◆ Orden de trabajo 1
Responde, a partir del texto sobre el mercado de San Agustín, estas preguntas:
(a) ¿En qué año se aprobó la construcción del actual mercado?
(b) ¿Qué calle plantearon cubrir en 1927 Mariño, Tenreiro y Estellés?
(c) ¿Qué pasaje de Valladolid se menciona entre las soluciones parecidas a la de Pedro Mariño?
◆ Orden de trabajo 2
Transcribe sin ningún cambio el fragmento del texto sobre el mercado de San Agustín que va desde "Como indica José" hasta "y Peregrín Estellés.".
◆ Orden de trabajo 3
Prosigue el texto sobre el mercado de San Agustín a partir de su última oración.

◆ Texto del ejercicio
********

Como indica José Fernández en su investigación, el ayuntamiento refiere en 1931 la necesidad de este mercado, y es que tampoco llegaría a construirse debido a cuestiones económicas: ‘entre las necesidades más sentidas en esta localidad figura la construcción de un mercado a tono con su importancia que llene las exigencias cada vez más perentorias que demanda el constante crecimiento de población. El actual mercado de San Agustín (. ..) constituye un verdadero baldón para la capital de Galicia.’. En 1932, al fin, se aprobaría la construcción del actual mercado, obra de Antonio Tenreiro y Peregrín Estellés.
Hasta aquí, el relato no sería quizás diferente de otros edificios. En este caso se constituiría como el prólogo al magnífico proyecto del actual mercado de San Agustín. Pero hay algunos pequeños proyectos paralelos que acompañan a esta historia central. La reflexión sobre el comercio en la ciudad iniciada en la segunda mitad del siglo diecinueve, dispuesta en relación con el lenguaje arquitectónico derivado de la lluvia, creó una necesidad y una solución al mismo tiempo. Pedro Mariño plantea una solución similar a las galerías de Vittorio Emanuele II (Giuseppe Mengoni, Milán, 1861-1877), Umerto I (Emmanuele Rocco, Ernesto di Mauro, Nápoles, 1887-1890) o al pasaje Gutiérrez (Jerónimo Ortiz de Urbina, Valladolid, 1886). A finales del diecinueve, Pedro Mariño desarrolla un proyecto para cubrir la calle San Andrés en el tramo que llegaba hasta el mercado (actuales estrecha de San Andrés y Marqués de Pontejos). Esta propuesta implicaba ampliar el ancho de la vía mediante expropiaciones y regularizaciones del parcelario. En 1927, Mariño junto con Antonio Tenreiro y Peregrín Estellés plantean la cubrición de la calle Durán Loriga, por entonces otro de los centros comerciales de la ciudad. Décadas después, se plantearían nuevas propuestas para cubrir otras calles comerciales, como la calle Real, pero de momento ninguna de ellas ha sido construida.

********

◆ Datos para examinar

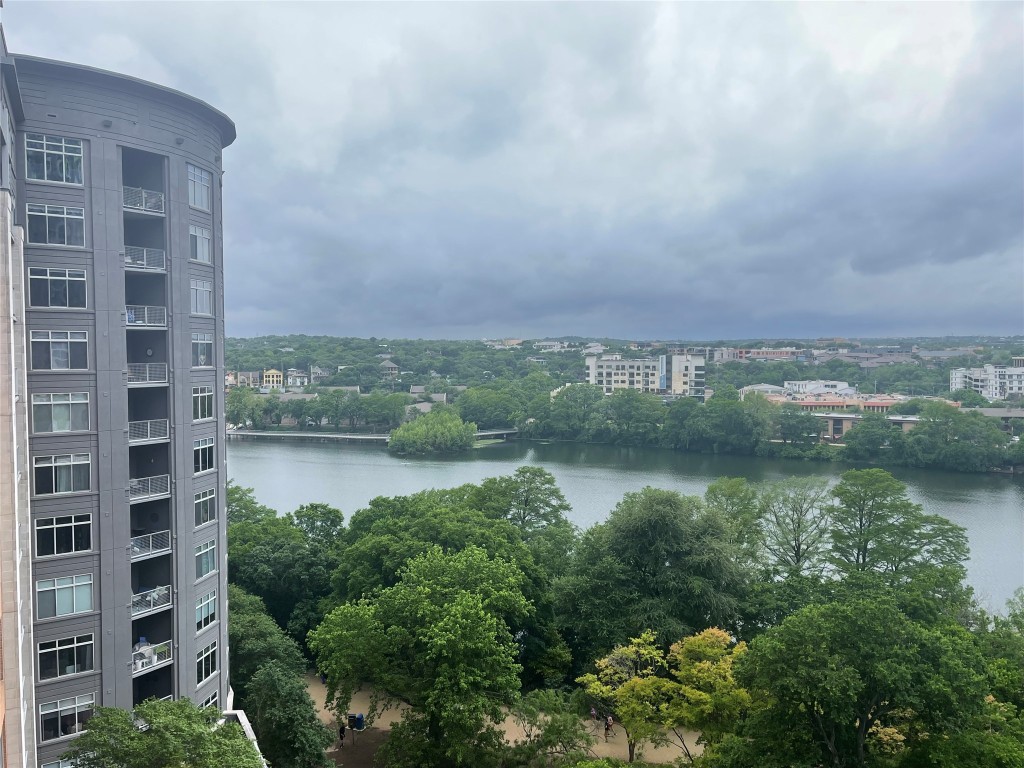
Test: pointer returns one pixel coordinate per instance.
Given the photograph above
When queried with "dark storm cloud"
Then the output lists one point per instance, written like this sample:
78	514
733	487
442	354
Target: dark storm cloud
690	170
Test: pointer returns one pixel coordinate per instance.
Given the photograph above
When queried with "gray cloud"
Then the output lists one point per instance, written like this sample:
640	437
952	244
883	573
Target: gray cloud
683	170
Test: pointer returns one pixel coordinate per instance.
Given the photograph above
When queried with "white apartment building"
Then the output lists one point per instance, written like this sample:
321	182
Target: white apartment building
669	374
819	386
610	372
993	382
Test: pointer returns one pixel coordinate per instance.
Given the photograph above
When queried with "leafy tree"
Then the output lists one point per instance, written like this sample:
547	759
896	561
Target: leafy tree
437	641
629	682
438	431
795	520
836	672
877	527
255	639
176	733
290	732
660	561
532	503
707	697
553	732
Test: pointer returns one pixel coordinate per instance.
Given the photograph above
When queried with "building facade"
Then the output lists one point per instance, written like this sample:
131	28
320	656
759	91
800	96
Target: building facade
993	382
114	541
681	375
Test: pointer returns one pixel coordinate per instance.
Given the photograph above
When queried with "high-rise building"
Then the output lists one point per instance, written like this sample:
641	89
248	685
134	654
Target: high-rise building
112	429
993	382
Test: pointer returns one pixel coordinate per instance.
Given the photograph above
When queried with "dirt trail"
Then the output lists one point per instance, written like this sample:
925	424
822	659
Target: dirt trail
359	748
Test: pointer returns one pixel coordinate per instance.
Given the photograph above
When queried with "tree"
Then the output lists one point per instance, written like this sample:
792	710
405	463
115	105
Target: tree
532	503
438	431
553	731
175	734
877	527
628	681
290	732
836	673
660	561
707	697
254	640
794	522
439	641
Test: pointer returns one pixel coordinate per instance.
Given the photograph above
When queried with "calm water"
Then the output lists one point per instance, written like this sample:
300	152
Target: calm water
594	478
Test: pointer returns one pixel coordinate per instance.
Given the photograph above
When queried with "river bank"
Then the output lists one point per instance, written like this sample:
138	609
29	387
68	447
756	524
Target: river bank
286	474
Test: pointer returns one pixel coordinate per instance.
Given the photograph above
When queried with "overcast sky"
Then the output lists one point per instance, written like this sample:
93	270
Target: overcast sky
700	171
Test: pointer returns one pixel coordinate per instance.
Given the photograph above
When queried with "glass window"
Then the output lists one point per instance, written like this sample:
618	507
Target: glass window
199	238
56	288
68	656
65	717
202	297
199	187
206	663
206	610
202	403
53	159
61	597
206	507
56	225
203	455
202	350
59	350
64	536
59	412
67	473
206	559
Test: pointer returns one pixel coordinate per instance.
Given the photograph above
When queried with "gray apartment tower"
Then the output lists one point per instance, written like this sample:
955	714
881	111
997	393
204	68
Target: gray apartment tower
113	552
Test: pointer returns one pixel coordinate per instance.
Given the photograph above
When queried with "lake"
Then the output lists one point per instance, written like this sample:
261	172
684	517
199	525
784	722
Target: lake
595	477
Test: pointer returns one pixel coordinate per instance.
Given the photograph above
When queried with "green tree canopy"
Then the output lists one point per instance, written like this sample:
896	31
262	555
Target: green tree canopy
176	733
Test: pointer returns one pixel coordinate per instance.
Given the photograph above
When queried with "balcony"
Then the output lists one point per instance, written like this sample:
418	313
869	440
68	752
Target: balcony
146	373
146	657
151	600
148	545
153	430
148	316
148	487
138	199
147	259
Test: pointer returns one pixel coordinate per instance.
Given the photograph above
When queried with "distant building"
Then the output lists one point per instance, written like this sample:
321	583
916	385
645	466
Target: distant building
681	375
668	374
819	386
611	372
993	382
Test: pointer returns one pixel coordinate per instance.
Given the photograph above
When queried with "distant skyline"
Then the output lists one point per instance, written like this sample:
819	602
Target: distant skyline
697	171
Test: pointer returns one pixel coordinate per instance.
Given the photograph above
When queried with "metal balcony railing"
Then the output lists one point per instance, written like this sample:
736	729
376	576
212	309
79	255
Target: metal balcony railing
151	544
141	431
143	200
144	487
139	314
146	373
148	656
152	259
159	597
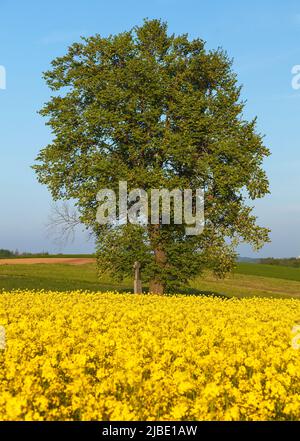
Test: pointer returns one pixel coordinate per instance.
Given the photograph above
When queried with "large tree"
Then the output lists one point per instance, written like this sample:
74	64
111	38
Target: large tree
157	111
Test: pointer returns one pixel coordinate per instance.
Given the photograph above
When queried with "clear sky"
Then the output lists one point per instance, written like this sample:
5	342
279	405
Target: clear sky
262	37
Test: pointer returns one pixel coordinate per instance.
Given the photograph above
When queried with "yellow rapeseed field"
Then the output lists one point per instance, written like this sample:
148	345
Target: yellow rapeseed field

********

◆ Respuesta del ejercicio 1
(a) En 1932.
(b) La calle Durán Loriga.
(c) El pasaje Gutiérrez.

◆ Respuesta del ejercicio 2
Como indica José Fernández en su investigación, el ayuntamiento refiere en 1931 la necesidad de este mercado, y es que tampoco llegaría a construirse debido a cuestiones económicas: ‘entre las necesidades más sentidas en esta localidad figura la construcción de un mercado a tono con su importancia que llene las exigencias cada vez más perentorias que demanda el constante crecimiento de población. El actual mercado de San Agustín (. ..) constituye un verdadero baldón para la capital de Galicia.’. En 1932, al fin, se aprobaría la construcción del actual mercado, obra de Antonio Tenreiro y Peregrín Estellés.

◆ Respuesta del ejercicio 3
Imágenes bajo la lluvia
La relación de una ciudad con aquellos condicionantes que son ineludibles, como la topografía o el clima determinan su morfología. Pero hay aspectos en esa relación estructural que se someten a crisis cada vez que algún proyecto de cierta relevancia se asoma con vocación transformadora. El avance de la tecnología y los cambios sociales se encuentran en la base detonante de esa mirada crítica. Y si la lluvia en Coruña es algo casi tan identitario como las galerías, quizás deba ser una premisa más del proyecto no sólo en términos constructivos. Arquitecturas del agua, que se encuentran en un punto intermedio entre el mar y la lluvia creando una atmósfera luminosa, brillante e inequívoca que sólo puede pertenecer a Coruña.